§ Dataset rows

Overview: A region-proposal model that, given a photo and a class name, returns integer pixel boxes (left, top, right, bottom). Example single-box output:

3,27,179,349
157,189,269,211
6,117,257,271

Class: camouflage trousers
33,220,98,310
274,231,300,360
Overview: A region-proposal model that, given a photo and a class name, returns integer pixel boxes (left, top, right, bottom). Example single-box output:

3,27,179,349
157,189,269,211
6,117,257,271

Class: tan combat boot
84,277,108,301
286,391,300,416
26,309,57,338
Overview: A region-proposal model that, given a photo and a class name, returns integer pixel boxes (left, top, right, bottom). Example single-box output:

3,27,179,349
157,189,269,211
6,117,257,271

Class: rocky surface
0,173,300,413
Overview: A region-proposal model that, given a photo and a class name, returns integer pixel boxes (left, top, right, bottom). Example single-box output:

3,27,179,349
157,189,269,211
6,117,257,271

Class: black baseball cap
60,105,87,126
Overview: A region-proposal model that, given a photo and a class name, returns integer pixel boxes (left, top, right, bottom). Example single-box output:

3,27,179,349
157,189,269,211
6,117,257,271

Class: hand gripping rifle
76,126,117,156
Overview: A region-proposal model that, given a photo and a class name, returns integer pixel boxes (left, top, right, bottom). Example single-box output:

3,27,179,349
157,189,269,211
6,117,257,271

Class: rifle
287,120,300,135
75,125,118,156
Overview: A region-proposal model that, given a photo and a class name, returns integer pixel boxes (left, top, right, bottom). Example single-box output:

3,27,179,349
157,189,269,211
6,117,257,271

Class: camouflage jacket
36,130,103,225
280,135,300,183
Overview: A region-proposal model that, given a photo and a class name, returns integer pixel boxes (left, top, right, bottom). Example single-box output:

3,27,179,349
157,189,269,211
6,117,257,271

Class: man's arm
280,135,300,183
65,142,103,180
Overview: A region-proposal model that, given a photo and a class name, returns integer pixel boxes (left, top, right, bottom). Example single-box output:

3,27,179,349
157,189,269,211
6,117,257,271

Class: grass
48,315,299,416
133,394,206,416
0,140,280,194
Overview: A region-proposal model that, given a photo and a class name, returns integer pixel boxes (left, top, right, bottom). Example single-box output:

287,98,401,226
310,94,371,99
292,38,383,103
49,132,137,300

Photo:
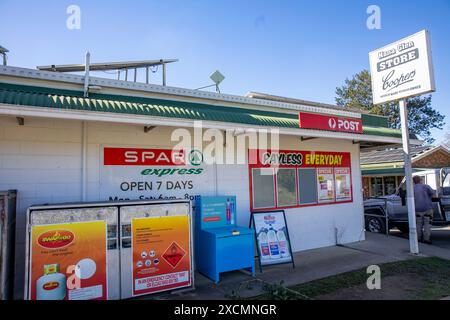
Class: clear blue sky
0,0,450,142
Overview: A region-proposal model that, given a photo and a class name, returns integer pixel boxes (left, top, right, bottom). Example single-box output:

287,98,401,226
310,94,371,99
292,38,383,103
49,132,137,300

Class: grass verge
251,257,450,300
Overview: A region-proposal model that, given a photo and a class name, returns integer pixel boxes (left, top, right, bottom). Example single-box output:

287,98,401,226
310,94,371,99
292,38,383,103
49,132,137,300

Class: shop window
384,177,397,196
317,168,335,202
277,169,297,207
298,169,317,204
370,177,383,197
252,168,275,209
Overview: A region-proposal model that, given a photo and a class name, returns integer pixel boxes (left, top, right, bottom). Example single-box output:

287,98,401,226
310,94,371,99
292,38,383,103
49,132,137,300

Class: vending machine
25,200,194,300
195,196,255,283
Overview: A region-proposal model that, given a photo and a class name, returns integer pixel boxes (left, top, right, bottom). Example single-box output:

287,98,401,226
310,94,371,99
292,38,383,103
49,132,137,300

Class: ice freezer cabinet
195,196,255,283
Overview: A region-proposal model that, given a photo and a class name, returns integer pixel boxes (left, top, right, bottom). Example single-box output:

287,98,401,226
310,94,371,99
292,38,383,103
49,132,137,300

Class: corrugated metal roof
0,83,401,138
361,146,435,165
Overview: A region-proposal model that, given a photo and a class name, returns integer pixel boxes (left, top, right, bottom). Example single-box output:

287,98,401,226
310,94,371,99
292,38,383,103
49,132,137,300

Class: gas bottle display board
251,210,295,267
132,215,192,296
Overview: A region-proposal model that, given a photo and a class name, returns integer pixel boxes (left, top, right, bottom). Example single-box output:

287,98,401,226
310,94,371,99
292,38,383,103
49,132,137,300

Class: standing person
413,176,436,244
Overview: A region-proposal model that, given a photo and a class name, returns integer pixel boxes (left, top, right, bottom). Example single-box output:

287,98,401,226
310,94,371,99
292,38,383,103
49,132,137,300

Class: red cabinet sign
298,112,363,133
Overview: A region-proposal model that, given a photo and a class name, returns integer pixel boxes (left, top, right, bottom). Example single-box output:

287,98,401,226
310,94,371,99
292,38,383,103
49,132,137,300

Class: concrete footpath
150,233,450,300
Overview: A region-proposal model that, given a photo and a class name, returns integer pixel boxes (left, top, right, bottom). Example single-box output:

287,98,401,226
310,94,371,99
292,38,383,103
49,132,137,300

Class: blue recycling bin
195,196,255,283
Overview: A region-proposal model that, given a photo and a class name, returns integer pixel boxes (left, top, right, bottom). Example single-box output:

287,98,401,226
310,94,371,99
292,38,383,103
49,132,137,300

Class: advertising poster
100,147,215,201
30,221,107,300
334,168,352,201
132,215,191,296
317,168,334,202
253,211,292,266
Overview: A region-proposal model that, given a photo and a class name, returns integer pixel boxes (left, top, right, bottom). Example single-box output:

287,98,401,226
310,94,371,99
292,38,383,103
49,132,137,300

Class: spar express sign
369,30,435,104
298,112,363,133
100,147,213,201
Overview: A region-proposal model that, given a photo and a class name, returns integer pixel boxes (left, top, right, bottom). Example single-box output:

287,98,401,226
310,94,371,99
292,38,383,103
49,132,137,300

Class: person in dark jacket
413,176,436,244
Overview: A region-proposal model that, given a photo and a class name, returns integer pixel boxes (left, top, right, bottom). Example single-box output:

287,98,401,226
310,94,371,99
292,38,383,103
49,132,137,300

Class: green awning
0,83,401,138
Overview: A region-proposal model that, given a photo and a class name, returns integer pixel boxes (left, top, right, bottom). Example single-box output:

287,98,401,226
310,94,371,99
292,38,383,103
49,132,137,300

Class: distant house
361,146,450,198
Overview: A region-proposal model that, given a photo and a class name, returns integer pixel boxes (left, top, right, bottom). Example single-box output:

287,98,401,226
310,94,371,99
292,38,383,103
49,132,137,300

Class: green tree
336,70,445,144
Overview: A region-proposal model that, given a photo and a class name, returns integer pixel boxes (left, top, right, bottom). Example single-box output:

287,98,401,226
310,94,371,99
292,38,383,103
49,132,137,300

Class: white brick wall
0,116,364,298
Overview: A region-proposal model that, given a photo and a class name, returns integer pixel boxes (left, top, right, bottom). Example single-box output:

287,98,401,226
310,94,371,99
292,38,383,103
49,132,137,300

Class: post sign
132,215,191,296
298,112,363,133
30,220,107,300
369,30,435,104
100,146,214,201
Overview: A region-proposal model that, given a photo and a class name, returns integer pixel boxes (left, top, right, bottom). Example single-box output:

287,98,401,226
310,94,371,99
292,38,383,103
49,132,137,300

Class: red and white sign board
298,112,363,133
100,146,214,200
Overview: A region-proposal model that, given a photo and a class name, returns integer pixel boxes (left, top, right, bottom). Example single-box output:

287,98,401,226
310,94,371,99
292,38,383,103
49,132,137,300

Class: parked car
364,168,450,233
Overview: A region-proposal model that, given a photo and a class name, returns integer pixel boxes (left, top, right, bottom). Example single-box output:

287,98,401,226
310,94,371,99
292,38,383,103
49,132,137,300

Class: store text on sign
298,112,363,133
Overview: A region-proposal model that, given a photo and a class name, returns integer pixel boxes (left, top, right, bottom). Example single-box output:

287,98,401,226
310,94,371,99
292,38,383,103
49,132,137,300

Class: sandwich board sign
369,30,435,104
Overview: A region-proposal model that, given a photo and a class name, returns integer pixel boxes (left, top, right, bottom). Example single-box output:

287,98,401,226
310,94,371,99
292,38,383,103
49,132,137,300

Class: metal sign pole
399,99,419,254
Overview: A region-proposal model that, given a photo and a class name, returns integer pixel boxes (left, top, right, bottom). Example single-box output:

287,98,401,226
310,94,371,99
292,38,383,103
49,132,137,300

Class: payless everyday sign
369,30,435,104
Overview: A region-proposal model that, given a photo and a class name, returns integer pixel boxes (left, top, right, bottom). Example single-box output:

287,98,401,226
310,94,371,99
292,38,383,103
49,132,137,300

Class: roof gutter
0,104,422,145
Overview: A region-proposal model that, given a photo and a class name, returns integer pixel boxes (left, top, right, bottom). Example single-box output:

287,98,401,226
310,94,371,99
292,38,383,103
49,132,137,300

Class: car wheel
366,217,386,233
395,224,409,233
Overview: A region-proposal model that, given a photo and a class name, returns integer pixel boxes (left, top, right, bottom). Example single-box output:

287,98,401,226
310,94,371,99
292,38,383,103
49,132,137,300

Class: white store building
0,66,418,298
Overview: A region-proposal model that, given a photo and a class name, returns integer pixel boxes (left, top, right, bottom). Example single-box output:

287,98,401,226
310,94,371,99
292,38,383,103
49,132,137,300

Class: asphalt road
390,226,450,250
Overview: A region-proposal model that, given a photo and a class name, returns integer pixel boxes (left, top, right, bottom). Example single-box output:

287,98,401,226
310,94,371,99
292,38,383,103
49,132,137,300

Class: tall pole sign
369,30,435,254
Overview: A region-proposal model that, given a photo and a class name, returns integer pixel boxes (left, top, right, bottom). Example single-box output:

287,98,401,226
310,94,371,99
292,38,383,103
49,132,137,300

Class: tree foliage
336,70,445,144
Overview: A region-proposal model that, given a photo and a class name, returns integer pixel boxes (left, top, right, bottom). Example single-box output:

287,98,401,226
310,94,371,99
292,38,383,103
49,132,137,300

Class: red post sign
298,112,363,133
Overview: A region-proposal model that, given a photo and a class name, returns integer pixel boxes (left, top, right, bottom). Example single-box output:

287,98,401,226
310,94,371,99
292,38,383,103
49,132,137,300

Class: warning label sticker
163,242,186,268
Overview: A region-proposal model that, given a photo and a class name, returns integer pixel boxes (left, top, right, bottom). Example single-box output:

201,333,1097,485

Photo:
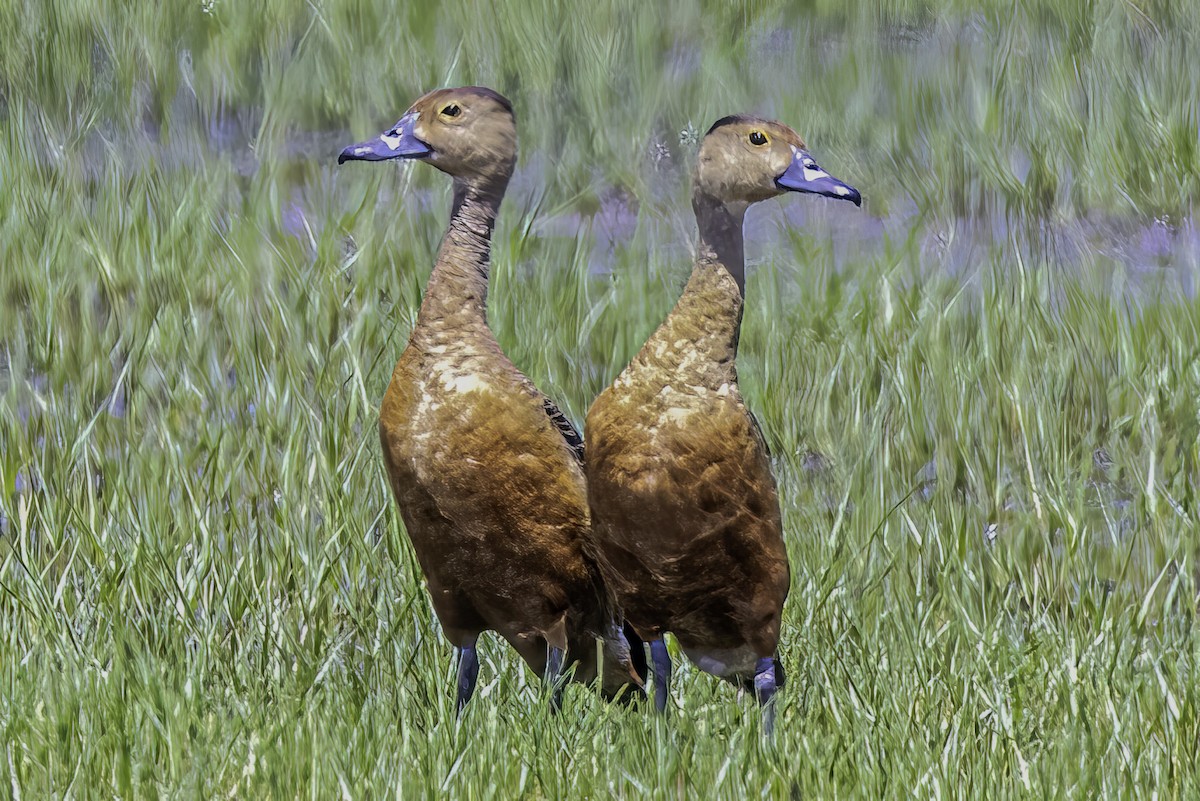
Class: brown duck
337,86,644,711
586,116,862,729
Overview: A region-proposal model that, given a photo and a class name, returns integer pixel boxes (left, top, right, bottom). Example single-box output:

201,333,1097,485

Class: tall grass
0,0,1200,799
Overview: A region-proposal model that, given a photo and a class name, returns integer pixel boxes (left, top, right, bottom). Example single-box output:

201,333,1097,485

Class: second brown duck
338,86,644,711
584,116,862,730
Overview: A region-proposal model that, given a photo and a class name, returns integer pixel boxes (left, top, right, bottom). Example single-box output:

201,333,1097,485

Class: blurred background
0,0,1200,797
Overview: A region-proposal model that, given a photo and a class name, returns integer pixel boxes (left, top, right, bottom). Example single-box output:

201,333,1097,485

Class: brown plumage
586,116,860,724
338,86,631,709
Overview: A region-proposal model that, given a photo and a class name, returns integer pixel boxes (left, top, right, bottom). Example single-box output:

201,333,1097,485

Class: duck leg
546,645,564,712
650,637,671,712
454,643,479,717
754,656,784,737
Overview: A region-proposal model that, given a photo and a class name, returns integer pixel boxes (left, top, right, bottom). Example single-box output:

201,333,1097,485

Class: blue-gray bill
775,147,863,206
337,114,433,164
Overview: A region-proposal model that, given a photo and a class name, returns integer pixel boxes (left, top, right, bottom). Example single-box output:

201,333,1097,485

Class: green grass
0,0,1200,799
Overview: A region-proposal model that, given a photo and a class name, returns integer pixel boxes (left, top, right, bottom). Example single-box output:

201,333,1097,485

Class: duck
584,115,862,733
337,86,644,715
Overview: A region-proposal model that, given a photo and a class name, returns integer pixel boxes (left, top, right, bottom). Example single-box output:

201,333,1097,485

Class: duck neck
667,193,745,366
691,192,746,293
416,176,508,332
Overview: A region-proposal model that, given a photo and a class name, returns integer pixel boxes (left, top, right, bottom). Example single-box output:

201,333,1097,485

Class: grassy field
0,0,1200,799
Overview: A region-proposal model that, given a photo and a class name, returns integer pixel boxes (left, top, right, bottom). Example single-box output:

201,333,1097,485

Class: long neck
671,193,745,366
416,176,508,331
637,194,745,390
691,192,745,293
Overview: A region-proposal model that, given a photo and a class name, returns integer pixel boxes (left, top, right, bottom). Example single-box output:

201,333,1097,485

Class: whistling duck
337,86,644,712
584,116,862,730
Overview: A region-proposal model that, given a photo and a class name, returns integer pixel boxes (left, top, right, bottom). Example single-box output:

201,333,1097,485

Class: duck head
694,115,863,209
337,86,517,183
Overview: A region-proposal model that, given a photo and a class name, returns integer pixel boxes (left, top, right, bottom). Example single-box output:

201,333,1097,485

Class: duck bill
775,147,863,206
337,113,433,164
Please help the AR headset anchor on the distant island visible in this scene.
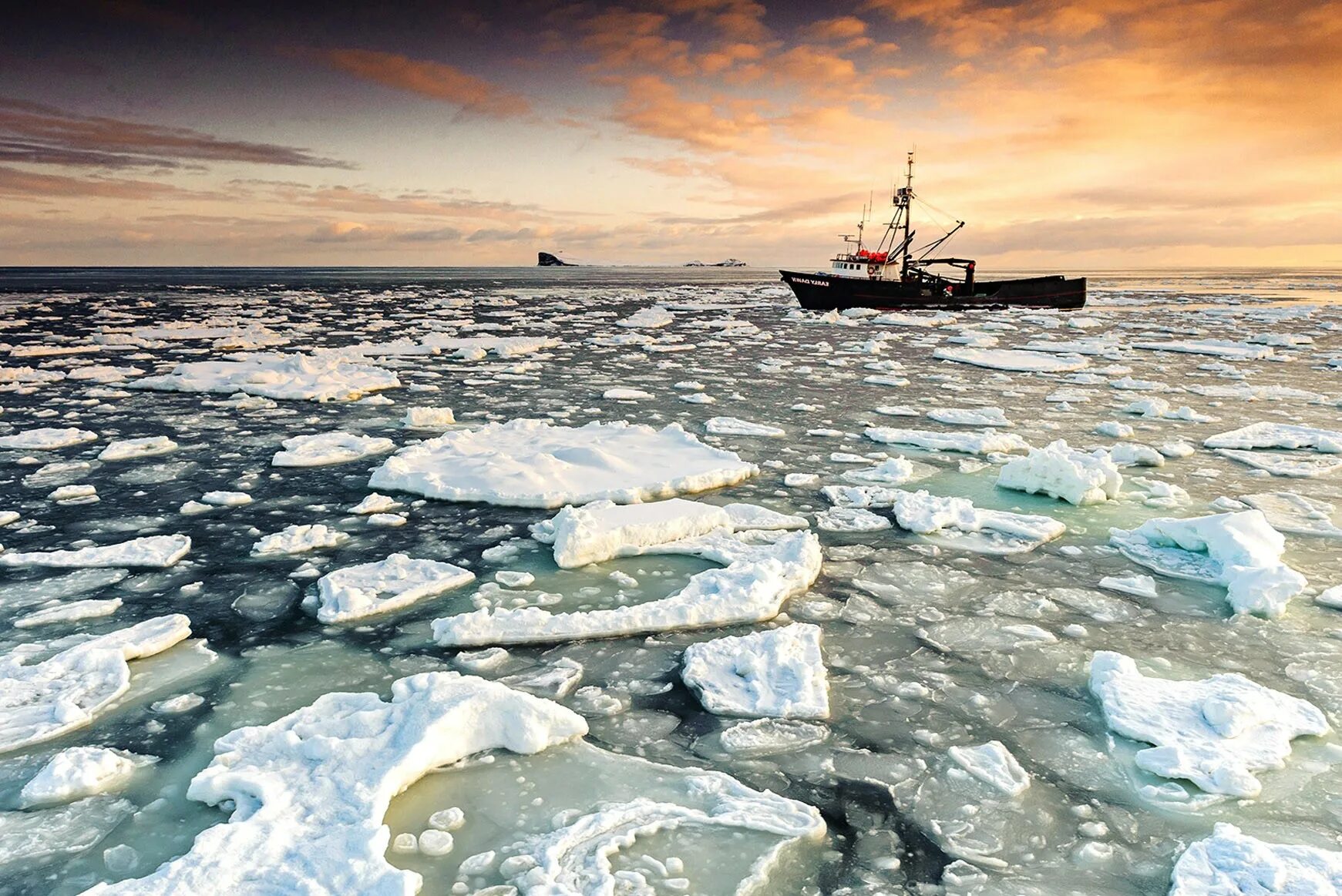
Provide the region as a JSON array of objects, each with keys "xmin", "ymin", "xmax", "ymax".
[{"xmin": 536, "ymin": 252, "xmax": 746, "ymax": 267}]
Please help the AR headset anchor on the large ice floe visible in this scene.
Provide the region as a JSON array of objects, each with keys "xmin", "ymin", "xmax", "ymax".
[
  {"xmin": 931, "ymin": 346, "xmax": 1090, "ymax": 373},
  {"xmin": 997, "ymin": 440, "xmax": 1123, "ymax": 505},
  {"xmin": 0, "ymin": 535, "xmax": 190, "ymax": 569},
  {"xmin": 820, "ymin": 485, "xmax": 1067, "ymax": 554},
  {"xmin": 1169, "ymin": 822, "xmax": 1342, "ymax": 896},
  {"xmin": 304, "ymin": 554, "xmax": 475, "ymax": 624},
  {"xmin": 0, "ymin": 614, "xmax": 190, "ymax": 753},
  {"xmin": 681, "ymin": 623, "xmax": 829, "ymax": 719},
  {"xmin": 368, "ymin": 420, "xmax": 758, "ymax": 507},
  {"xmin": 1110, "ymin": 510, "xmax": 1306, "ymax": 617},
  {"xmin": 126, "ymin": 351, "xmax": 402, "ymax": 401},
  {"xmin": 89, "ymin": 672, "xmax": 824, "ymax": 896},
  {"xmin": 433, "ymin": 502, "xmax": 821, "ymax": 646},
  {"xmin": 270, "ymin": 432, "xmax": 396, "ymax": 467},
  {"xmin": 1090, "ymin": 650, "xmax": 1330, "ymax": 797},
  {"xmin": 863, "ymin": 427, "xmax": 1029, "ymax": 455}
]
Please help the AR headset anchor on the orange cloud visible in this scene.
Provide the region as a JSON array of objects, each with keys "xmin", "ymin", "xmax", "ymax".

§ The exercise
Retype, unchanged, every line from the one containing "Please help the AR headset anchor on the orange" through the last line of the rows.

§ Written reply
Please help the AR headset anchor on the orange cloud visible in this scene.
Provide the region as a JSON array of objects, each with keys "xmin", "ymin", "xmax", "ymax".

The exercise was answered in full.